= EXERCISE TASK 1 =
In the text on the Longo Maï co-operatives, why did the student groups from Austria and Switzerland raise funds?

= EXTRACT TO READ =
The Longo Maï Co-operatives are a network of agricultural co-operatives with an anti-capitalist ideological focus. Founded in 1973 in Limans, France, the network has spread in Europe and to Central America.

History

Following the events of May 68 groups of students from Austria and Switzerland who held anarchist ideologies collaborated to raise funds to allow them to buy land upon which to start to farm collectively. In 1973 they purchased 270 hectares of land at Limans near Forcalquier.

The communitie's ideological leader was Roland Perrot, a military deserter from the war in Algeria. Perrot knew Jean Giono and had experienced the free commune in Contadour in the 1930s. The ideological focus of the community is anti-militarist and pacifist, anti-capitalist and egalitarian.  Activities focus upon self-sufficiency, community life, craft and agricultural production, the joint management of energy, water and respect for the environment.

Longo Maï has been involved with various international solidarity efforts with a particular focus on resistance against dictatorships.

Facilities
The ten Longo Mai co-operatives operate in a network:

 In France:
 Limans
 Briançon, Saint-Chaffrey (Hautes-Alpes) which processes 12 to 15 tons of wool a year
 Mas de Granier, the village of Caphan at Saint-Martin-de-Crau (Bouches-du-Rhone);
 Treyne, Chanéac, Upper Ardèche (twenty adults and twelve children in 1999)

= RECORDS TO USE =
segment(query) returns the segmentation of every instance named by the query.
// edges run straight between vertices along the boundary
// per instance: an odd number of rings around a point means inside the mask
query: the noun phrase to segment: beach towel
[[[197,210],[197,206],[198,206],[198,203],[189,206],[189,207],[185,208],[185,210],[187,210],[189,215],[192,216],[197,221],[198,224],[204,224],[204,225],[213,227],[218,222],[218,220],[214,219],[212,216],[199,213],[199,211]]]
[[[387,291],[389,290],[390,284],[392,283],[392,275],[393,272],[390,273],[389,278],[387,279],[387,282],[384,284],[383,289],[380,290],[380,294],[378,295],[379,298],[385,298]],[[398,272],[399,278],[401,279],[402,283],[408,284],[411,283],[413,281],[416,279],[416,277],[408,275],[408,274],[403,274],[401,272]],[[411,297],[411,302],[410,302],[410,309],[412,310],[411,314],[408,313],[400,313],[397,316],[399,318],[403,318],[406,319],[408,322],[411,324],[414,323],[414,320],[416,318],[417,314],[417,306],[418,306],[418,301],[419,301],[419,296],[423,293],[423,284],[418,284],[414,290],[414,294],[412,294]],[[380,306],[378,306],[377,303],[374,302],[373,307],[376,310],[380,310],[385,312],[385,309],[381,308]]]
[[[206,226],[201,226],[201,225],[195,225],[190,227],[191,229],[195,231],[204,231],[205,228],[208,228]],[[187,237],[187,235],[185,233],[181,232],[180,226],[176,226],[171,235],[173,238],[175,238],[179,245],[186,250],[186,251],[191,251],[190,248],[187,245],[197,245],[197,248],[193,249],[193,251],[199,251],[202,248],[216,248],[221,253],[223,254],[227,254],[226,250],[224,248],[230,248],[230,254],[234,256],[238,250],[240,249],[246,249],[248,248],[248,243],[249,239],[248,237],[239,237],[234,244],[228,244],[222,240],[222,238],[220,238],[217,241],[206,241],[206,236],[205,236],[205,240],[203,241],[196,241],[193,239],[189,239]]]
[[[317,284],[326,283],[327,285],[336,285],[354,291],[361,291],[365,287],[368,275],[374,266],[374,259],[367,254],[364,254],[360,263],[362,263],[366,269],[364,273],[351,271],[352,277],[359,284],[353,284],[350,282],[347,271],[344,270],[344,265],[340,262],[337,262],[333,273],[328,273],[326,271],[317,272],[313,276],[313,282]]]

= EXERCISE TASK 2 =
Gather every line of the records that contains the string "instance". Case counts.

= TASK ANSWER 1 =
They raised funds so they could buy land on which to start farming collectively.

= TASK ANSWER 2 =
segment(query) returns the segmentation of every instance named by the query.
// per instance: an odd number of rings around a point means inside the mask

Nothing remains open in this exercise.